• [READING TEXT]
---

A commenter in the thread about Cho Seung-Hui's psychiatric evaluation points to this statement from the Brady Campaign to Prevent Gun Violence:

It shouldn't take a school shooting or an inner-city neighborhood shooting to make us realize that American children are more at risk from firearms than the children of any other industrialized nation. In one year, firearms killed no children in Japan, 19 in Great Britain, 57 in Germany, 109 in France, 153 in Canada, and 5,285 in the United States.

For the U.S. figure, the Brady Campaign cites "Centers for Disease Control and Prevention, National Center for Health Statistics, unpublished data from the Vital Statistics System, 1997." According to the CDC, however, the number of children and adolescents under age 20 killed by firearms in 1997 was 4,223, down from a high of 5,833 in 1994. The Brady Center figure presumably is for one of those years in between, so I'm not sure what the "1997" signifies, unless it's the date when the data were unpublished.

---

• [RECORD SET]
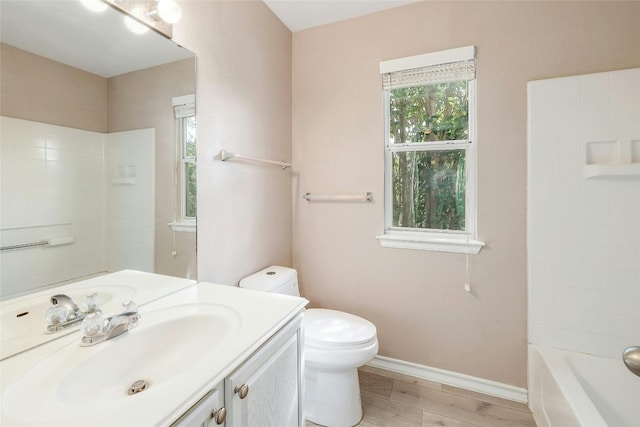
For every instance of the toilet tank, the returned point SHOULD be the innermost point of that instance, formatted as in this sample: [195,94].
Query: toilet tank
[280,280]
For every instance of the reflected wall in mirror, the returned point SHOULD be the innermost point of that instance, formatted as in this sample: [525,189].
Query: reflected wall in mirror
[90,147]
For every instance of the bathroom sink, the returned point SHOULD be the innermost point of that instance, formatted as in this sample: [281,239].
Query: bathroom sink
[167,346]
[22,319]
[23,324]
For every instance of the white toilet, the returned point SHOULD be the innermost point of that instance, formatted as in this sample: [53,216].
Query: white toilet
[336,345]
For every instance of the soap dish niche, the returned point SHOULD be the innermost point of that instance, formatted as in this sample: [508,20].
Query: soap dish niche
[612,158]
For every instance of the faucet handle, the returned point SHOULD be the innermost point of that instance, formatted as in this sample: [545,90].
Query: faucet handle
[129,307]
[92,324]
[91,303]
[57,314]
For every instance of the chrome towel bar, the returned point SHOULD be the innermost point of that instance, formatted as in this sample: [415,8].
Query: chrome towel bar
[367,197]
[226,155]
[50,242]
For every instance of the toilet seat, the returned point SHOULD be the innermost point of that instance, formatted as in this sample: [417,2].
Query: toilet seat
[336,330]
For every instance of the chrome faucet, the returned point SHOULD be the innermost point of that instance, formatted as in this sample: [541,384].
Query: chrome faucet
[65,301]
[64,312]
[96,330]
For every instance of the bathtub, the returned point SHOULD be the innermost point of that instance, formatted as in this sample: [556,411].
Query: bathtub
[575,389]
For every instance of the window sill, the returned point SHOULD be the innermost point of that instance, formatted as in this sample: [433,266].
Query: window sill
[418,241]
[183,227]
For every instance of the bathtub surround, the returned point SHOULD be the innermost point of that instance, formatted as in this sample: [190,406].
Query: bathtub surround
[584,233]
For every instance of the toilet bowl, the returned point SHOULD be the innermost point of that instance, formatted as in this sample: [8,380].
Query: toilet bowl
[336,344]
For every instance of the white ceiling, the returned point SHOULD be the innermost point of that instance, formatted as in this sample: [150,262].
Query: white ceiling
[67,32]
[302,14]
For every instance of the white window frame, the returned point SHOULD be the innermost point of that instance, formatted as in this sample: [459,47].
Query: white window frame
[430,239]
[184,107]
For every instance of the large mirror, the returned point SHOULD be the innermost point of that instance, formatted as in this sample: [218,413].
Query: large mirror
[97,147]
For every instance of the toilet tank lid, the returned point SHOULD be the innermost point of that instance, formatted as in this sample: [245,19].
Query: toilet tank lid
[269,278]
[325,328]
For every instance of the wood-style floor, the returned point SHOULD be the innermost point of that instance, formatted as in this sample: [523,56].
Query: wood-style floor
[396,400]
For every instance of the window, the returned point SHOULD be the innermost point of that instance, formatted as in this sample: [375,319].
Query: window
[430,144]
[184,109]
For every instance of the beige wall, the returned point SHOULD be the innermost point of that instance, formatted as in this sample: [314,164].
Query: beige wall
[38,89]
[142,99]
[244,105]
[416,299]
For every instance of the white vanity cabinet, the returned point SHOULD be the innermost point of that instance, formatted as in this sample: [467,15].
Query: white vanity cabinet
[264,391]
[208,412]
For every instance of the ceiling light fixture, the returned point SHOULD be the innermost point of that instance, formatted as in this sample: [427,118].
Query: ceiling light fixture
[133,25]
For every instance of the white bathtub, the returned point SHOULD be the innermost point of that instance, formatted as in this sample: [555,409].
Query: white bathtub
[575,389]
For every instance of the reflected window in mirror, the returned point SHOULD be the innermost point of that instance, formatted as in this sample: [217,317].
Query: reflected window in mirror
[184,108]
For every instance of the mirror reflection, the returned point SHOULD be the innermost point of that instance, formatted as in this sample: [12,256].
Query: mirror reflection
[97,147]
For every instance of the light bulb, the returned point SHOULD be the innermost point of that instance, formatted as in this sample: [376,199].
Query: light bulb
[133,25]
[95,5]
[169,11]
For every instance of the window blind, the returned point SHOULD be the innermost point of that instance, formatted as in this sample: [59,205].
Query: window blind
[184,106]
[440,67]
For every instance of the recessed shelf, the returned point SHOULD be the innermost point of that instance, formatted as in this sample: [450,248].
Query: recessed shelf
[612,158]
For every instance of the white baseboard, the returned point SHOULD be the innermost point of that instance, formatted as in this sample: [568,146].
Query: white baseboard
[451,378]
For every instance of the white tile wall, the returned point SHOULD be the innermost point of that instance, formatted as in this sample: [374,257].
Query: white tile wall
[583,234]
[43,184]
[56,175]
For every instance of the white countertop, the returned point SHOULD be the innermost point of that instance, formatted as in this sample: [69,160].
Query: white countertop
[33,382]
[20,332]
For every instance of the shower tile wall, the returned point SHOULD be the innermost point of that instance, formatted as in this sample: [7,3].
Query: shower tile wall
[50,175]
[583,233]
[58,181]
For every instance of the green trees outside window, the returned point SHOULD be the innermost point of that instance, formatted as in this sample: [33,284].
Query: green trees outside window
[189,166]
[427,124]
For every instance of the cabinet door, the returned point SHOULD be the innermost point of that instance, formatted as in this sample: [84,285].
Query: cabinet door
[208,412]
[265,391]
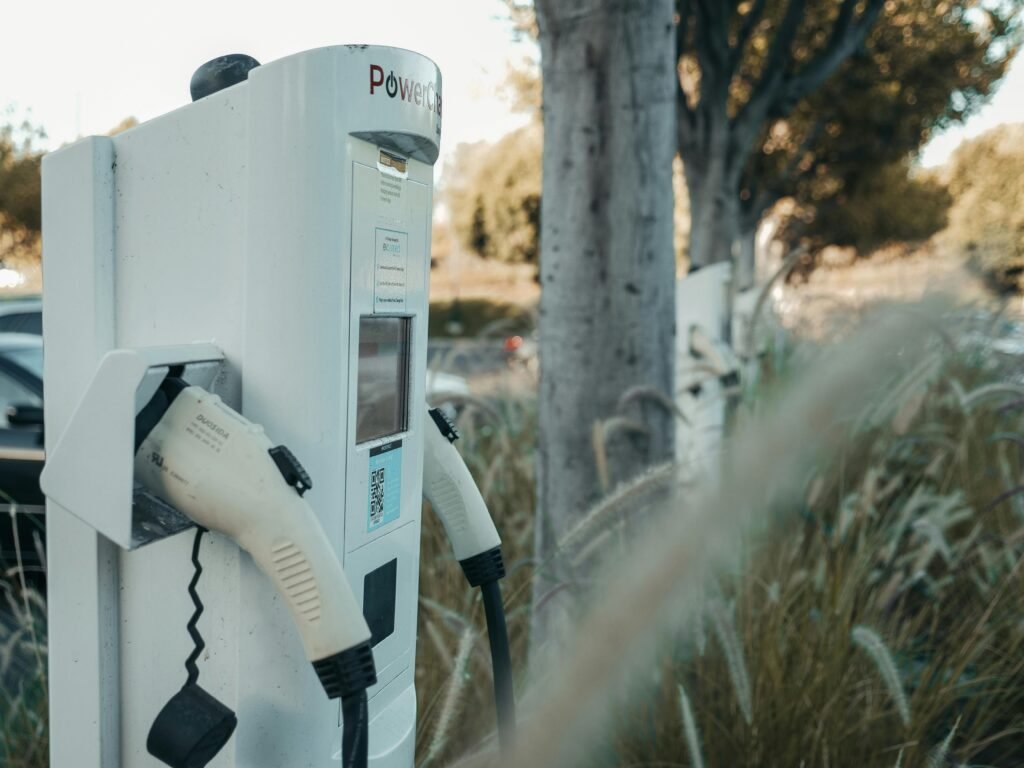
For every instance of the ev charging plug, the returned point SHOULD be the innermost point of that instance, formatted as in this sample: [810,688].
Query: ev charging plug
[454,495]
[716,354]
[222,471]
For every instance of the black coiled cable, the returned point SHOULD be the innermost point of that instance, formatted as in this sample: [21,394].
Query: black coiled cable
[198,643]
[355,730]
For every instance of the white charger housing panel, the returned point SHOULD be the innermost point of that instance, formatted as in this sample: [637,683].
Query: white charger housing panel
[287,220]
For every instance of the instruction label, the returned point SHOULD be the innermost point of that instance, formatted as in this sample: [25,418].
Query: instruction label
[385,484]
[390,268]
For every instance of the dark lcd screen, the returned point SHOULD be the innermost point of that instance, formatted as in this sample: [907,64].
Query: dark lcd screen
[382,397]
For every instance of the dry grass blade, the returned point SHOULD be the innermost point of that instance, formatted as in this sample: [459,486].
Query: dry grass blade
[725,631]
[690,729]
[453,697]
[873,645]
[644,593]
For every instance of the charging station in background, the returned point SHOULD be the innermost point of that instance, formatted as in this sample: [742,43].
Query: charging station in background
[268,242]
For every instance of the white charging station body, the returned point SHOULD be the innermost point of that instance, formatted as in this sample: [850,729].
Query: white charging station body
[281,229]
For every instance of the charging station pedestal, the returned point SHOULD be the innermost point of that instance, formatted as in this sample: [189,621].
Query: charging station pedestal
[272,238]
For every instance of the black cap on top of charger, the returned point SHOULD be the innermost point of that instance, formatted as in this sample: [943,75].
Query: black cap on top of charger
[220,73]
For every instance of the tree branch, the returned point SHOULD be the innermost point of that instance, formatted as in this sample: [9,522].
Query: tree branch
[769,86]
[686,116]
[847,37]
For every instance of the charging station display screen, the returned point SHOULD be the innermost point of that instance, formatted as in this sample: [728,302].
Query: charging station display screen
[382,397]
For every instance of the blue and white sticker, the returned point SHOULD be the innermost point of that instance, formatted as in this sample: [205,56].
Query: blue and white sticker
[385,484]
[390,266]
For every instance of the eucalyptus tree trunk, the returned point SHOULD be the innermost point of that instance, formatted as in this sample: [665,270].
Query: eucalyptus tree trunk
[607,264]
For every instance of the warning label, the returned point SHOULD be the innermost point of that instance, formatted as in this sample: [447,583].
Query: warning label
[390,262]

---

• [TO DO]
A) Repeat the passage on child firearm deaths, starting with "A commenter in" and going on through "the United States.".
B) In the passage on child firearm deaths, how many children and adolescents under age 20 were killed by firearms in 1997, according to the CDC?
This data has no connection to the passage on child firearm deaths.

• [RESPONSES]
A)
A commenter in the thread about Cho Seung-Hui's psychiatric evaluation points to this statement from the Brady Campaign to Prevent Gun Violence:

It shouldn't take a school shooting or an inner-city neighborhood shooting to make us realize that American children are more at risk from firearms than the children of any other industrialized nation. In one year, firearms killed no children in Japan, 19 in Great Britain, 57 in Germany, 109 in France, 153 in Canada, and 5,285 in the United States.

B) 4,223